:: Required actions ::
- 1) Summarize the news article on producing Nigerian films abroad in two sentences.
- 2) Output the passage of the news article from "Mr. Mohammed on" to "our creative industry.", copied word for word.
- 3) According to the news article, how much must visiting directors and producers pay under Ghana's new law?

:: Study text ::
The Minister of Information and Culture, Lai Mohammed, has reacted to criticisms trailing his recent pronouncement on steps being taken by the government to discourage the production of Nigerian movies and music outside the country.
In a chat with PREMIUM TIMES, on Sunday, he said it was to tackle the exploitation of perceived loopholes in the Nigerian Broadcasting Code, NBC.
“The NBC code today as it stands has been exploited and not defined and that’s why movies being directed by Nigerians with Nigerian actors, actresses can be shot in South Africa and then brought back to be consumed in Nigeria.
“All we are saying is that we are going to amend the code in a manner that it will not be possible for you to exploit any loophole there to go and shoot outside Nigeria film, music or programs that are meant to be consumed in Nigeria,” Mr. Mohammed said.
Mr. Mohammed on Saturday said the government had taken steps to get the Nigeria Broadcasting Code, NBC to put an end to the trend of producing Nigerian music, movie and programs abroad.
This however drew criticism from Nigerians who asked the minister to address the issue of government officials going for medical treatment abroad first before sanitising the movie industry.
However, the minister said the government had no ill-feeling in its move to dissuade Nigerian films from being produced abroad.
“It is not directed at any particular incident, every country should respect the local industry of other countries. For example, in Ghana they introduced a law today that demands visiting actors to pay a thousand dollars to the government coffers while visiting directors and producers pay 5,000 dollars. We must create an enabling environment and also generate revenue from our creative industry.
“The argument is simple, when you go to shoot a film offshore, you use the work force of that country to develop the capacity of that country and you improve the economy of that country and that is what we are trying to do here.”
Meanwhile, some Nigerian artistes have reacted to the development.

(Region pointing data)
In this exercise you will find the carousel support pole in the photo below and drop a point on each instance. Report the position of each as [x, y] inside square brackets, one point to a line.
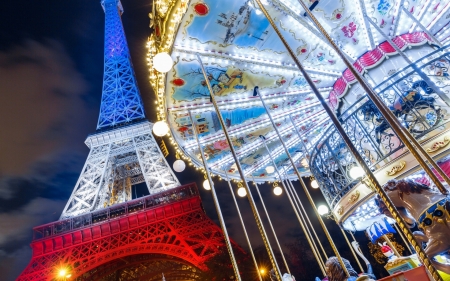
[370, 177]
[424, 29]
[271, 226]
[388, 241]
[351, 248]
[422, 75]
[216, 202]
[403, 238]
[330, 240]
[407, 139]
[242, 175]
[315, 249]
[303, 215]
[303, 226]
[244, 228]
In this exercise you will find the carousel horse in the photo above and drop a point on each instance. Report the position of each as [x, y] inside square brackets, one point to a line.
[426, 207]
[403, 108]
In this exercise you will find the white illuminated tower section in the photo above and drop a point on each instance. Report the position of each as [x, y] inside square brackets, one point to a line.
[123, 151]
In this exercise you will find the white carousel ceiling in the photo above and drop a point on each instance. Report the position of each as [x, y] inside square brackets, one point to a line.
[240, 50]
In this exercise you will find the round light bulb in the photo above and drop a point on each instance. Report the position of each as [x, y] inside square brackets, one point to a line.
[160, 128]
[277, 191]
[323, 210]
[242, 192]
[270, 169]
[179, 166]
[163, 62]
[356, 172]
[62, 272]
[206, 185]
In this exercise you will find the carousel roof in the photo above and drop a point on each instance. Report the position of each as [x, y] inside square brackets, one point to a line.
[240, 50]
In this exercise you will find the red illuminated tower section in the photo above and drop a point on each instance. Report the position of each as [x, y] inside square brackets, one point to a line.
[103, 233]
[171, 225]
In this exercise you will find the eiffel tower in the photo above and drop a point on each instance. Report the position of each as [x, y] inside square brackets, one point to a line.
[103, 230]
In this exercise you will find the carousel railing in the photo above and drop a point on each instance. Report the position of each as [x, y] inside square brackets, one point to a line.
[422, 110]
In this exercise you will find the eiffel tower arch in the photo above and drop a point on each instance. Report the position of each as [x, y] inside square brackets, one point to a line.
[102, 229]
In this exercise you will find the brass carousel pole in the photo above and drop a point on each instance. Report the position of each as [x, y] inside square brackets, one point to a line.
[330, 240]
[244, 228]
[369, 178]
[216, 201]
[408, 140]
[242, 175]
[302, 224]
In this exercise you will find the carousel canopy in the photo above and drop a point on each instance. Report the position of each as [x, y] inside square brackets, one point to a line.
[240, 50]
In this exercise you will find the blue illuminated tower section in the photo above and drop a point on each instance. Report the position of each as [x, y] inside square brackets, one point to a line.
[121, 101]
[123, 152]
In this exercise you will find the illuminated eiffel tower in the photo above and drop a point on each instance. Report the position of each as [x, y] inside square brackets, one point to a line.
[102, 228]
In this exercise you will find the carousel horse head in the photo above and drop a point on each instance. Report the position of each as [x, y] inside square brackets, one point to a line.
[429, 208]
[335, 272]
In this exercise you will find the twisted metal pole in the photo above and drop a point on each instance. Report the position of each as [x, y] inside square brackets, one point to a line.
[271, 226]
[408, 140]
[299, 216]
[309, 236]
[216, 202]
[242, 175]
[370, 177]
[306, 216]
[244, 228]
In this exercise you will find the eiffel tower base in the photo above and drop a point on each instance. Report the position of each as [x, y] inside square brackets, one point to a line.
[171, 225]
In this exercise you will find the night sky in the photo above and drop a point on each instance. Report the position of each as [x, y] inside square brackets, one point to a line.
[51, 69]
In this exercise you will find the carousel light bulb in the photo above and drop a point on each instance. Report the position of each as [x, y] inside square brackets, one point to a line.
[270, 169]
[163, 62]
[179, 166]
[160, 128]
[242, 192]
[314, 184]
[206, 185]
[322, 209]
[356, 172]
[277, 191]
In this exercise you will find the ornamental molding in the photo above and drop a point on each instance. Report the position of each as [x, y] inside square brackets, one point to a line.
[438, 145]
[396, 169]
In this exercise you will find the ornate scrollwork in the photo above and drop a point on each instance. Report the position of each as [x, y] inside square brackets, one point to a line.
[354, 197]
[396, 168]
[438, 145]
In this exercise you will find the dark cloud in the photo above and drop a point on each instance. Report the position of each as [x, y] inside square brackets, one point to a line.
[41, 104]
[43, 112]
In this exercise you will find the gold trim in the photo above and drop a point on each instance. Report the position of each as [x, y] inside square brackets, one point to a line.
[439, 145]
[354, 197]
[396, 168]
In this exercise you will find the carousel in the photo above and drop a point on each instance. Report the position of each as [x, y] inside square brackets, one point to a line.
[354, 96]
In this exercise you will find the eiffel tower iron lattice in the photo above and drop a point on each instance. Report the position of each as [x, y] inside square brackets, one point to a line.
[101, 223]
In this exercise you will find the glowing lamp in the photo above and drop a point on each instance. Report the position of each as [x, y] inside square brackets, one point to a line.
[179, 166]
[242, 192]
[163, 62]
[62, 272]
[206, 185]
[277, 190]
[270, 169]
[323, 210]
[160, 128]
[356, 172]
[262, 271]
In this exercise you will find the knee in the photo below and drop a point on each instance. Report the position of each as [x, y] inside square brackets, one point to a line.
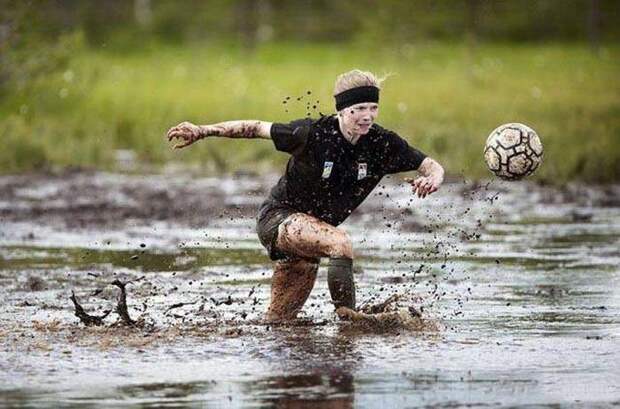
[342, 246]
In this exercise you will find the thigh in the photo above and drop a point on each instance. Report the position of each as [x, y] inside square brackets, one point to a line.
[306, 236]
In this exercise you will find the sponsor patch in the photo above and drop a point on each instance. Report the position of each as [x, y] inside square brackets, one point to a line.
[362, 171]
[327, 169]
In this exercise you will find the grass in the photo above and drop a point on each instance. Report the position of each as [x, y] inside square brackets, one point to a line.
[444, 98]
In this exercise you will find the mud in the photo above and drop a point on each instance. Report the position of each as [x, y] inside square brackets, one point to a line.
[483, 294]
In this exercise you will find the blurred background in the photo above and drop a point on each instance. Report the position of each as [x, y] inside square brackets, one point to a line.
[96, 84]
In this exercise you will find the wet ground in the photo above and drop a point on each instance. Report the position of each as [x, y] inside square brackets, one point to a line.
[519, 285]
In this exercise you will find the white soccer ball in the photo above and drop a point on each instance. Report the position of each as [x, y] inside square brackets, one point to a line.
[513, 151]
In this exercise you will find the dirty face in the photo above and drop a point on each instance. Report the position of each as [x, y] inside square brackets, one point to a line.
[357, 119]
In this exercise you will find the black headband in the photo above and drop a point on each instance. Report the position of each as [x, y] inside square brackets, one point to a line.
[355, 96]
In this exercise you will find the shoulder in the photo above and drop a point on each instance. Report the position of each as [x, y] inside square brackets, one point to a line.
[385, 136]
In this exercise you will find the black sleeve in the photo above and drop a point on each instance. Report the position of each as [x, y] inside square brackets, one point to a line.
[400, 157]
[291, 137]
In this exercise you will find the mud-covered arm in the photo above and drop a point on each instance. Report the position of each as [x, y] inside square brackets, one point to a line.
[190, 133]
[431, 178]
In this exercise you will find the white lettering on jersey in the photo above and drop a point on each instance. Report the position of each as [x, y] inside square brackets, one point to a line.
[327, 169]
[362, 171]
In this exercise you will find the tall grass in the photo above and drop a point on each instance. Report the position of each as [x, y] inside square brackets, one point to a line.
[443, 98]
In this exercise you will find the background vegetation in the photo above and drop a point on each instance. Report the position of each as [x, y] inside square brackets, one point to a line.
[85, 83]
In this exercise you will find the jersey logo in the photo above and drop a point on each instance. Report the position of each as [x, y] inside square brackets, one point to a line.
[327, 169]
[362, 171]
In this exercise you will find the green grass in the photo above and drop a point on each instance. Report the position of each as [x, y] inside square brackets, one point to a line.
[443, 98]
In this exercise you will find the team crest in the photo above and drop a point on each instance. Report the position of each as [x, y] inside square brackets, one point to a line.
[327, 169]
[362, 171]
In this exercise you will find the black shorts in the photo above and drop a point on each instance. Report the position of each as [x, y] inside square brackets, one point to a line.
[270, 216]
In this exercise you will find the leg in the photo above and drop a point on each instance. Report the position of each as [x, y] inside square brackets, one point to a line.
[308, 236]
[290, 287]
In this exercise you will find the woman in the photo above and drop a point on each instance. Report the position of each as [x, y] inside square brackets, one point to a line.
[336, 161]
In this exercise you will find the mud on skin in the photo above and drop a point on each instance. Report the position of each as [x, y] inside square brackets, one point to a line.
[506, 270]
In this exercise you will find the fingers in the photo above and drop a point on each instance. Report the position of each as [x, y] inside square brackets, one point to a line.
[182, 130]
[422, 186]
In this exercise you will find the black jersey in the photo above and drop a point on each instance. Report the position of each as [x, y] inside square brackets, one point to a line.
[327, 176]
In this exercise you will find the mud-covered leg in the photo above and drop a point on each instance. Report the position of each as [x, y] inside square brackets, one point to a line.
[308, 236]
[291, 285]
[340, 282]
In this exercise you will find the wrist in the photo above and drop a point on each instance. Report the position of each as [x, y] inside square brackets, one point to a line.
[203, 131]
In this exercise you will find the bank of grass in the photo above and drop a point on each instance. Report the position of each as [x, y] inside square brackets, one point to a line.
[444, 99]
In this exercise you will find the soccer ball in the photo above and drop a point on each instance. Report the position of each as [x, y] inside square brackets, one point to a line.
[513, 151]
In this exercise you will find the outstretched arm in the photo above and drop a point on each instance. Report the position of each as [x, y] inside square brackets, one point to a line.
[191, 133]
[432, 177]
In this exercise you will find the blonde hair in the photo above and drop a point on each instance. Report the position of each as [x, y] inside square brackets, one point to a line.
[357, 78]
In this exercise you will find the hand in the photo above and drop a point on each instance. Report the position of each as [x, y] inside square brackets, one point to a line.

:: Written responses ::
- 1) Information and Culture Minister Lai Mohammed said the government will amend the Nigerian Broadcasting Code to close loopholes that let films, music and programs meant for Nigerian audiences be shot outside the country. Responding to critics, he said the move targets no particular incident and aims to create an enabling environment and generate revenue from Nigeria's creative industry instead of building up other countries' economies.

- 2)
Mr. Mohammed on Saturday said the government had taken steps to get the Nigeria Broadcasting Code, NBC to put an end to the trend of producing Nigerian music, movie and programs abroad.
This however drew criticism from Nigerians who asked the minister to address the issue of government officials going for medical treatment abroad first before sanitising the movie industry.
However, the minister said the government had no ill-feeling in its move to dissuade Nigerian films from being produced abroad.
“It is not directed at any particular incident, every country should respect the local industry of other countries. For example, in Ghana they introduced a law today that demands visiting actors to pay a thousand dollars to the government coffers while visiting directors and producers pay 5,000 dollars. We must create an enabling environment and also generate revenue from our creative industry.

- 3) 5,000 dollars.